Exactly the lines from the one containing "Mark one point per instance of the cluster" through the end of the data below are to be reproduced, and nothing besides them.

_Materials provided:_
* * *
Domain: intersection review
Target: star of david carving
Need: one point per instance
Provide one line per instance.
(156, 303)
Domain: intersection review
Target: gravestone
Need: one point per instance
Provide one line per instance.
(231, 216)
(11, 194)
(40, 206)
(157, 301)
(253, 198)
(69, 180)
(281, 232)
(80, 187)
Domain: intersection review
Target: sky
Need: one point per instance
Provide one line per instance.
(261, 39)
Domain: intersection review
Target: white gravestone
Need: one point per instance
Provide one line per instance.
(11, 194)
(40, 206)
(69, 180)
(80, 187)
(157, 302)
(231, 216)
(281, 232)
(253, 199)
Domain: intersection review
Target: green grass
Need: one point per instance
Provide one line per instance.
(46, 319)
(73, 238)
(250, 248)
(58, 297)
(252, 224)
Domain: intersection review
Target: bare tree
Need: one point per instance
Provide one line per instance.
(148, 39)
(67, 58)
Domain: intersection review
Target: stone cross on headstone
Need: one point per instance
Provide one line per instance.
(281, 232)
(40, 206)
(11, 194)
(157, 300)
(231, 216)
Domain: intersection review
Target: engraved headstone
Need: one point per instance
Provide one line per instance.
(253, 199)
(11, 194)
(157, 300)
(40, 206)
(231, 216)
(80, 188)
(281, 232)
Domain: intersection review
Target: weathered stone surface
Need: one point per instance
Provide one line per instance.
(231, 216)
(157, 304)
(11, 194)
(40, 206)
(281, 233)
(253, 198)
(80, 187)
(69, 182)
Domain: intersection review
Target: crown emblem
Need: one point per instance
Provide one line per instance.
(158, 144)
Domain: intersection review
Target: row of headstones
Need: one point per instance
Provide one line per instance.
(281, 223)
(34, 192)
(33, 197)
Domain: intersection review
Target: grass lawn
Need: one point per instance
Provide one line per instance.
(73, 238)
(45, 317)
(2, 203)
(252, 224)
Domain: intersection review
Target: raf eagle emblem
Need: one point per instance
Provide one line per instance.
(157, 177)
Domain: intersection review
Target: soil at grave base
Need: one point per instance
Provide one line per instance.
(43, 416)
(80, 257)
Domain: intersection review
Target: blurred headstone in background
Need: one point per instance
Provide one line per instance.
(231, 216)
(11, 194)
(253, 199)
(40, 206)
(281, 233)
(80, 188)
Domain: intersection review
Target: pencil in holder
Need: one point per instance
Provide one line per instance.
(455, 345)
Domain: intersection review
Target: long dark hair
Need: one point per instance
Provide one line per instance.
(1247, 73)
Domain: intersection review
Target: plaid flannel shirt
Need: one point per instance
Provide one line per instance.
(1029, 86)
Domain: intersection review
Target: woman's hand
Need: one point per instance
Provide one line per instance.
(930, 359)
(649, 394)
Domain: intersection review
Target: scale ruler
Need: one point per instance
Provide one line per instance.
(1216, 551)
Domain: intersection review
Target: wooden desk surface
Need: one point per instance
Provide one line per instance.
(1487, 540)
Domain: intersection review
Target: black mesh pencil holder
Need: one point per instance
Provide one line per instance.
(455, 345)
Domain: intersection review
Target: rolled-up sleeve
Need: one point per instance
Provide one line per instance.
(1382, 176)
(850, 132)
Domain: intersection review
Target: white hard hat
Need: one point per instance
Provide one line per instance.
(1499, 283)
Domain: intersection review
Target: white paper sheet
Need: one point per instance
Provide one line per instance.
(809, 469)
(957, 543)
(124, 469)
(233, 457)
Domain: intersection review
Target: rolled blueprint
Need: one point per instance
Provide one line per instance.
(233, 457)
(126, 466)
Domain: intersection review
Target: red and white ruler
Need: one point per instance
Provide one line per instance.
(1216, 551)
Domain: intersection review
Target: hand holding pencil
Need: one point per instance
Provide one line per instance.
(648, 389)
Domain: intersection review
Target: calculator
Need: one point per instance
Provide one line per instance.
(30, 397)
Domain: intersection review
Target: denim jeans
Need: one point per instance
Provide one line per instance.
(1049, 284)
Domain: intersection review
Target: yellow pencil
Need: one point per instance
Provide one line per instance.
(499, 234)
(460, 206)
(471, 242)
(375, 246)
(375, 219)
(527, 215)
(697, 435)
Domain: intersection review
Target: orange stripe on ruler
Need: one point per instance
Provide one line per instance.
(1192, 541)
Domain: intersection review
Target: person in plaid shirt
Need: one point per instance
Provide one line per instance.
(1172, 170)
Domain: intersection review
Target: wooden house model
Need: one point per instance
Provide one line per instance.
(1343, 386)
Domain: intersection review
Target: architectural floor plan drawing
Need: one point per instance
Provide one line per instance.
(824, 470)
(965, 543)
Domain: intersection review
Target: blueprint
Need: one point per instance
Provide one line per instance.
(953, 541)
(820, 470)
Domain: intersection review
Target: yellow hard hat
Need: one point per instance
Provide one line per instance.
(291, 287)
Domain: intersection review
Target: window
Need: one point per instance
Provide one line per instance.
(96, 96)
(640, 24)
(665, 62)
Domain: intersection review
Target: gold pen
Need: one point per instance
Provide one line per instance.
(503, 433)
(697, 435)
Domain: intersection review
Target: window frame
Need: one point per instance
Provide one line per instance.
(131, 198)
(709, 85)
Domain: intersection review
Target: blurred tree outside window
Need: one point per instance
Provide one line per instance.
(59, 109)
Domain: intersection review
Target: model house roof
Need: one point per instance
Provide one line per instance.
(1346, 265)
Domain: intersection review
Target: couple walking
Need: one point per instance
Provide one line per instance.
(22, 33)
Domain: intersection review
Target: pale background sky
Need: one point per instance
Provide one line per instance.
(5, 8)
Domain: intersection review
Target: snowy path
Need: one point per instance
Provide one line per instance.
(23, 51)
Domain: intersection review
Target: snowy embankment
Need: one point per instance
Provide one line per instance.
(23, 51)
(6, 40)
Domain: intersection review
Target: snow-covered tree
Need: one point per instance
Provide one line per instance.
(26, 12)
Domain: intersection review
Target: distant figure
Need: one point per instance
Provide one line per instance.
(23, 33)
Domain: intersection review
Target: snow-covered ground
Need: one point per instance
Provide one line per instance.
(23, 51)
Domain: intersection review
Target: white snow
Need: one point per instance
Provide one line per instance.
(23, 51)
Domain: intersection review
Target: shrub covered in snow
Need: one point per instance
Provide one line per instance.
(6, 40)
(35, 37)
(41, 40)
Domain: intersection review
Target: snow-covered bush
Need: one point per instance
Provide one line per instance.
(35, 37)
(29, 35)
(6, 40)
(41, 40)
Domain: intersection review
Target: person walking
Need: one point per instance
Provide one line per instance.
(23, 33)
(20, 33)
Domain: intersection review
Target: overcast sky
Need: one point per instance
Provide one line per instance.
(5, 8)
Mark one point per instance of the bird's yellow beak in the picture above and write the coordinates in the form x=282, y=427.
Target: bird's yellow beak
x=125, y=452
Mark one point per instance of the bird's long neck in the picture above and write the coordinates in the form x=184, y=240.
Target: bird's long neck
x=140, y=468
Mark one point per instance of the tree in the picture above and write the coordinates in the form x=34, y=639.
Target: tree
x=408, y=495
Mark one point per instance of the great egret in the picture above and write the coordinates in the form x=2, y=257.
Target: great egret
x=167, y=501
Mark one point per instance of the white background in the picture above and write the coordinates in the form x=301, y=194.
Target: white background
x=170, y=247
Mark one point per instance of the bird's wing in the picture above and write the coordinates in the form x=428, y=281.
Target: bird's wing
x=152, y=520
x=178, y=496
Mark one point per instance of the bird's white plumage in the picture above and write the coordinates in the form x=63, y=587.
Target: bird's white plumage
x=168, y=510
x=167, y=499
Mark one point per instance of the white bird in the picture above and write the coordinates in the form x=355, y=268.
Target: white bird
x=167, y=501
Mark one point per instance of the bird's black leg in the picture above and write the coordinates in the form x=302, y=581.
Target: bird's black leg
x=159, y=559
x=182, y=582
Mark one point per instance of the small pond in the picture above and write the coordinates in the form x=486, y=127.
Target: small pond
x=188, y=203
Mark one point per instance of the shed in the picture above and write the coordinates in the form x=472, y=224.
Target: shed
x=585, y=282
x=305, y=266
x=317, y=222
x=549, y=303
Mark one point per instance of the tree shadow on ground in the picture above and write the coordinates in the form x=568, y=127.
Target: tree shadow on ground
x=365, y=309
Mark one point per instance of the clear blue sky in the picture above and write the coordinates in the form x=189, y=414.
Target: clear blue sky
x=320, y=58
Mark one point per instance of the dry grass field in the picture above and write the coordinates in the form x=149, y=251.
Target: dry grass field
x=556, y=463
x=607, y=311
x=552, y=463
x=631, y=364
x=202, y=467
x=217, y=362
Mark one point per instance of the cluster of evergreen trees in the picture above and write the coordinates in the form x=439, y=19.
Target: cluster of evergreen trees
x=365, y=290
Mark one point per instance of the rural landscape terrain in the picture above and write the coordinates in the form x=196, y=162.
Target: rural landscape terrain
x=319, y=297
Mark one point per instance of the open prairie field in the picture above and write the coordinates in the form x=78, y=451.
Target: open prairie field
* * *
_Response:_
Mark one point per instance of the cluster of evergreen trees in the picture above and write the coordinates in the form x=439, y=19.
Target: cluster of evergreen trees
x=365, y=290
Mark one point per instance of the rural landscape terrain in the picture above and write the coordinates in the form x=196, y=162.
Target: rural landscape terrain
x=319, y=297
Mark one point per instance of the open prairie field in the picture above and write the coordinates in the form x=78, y=451.
Target: open prairie field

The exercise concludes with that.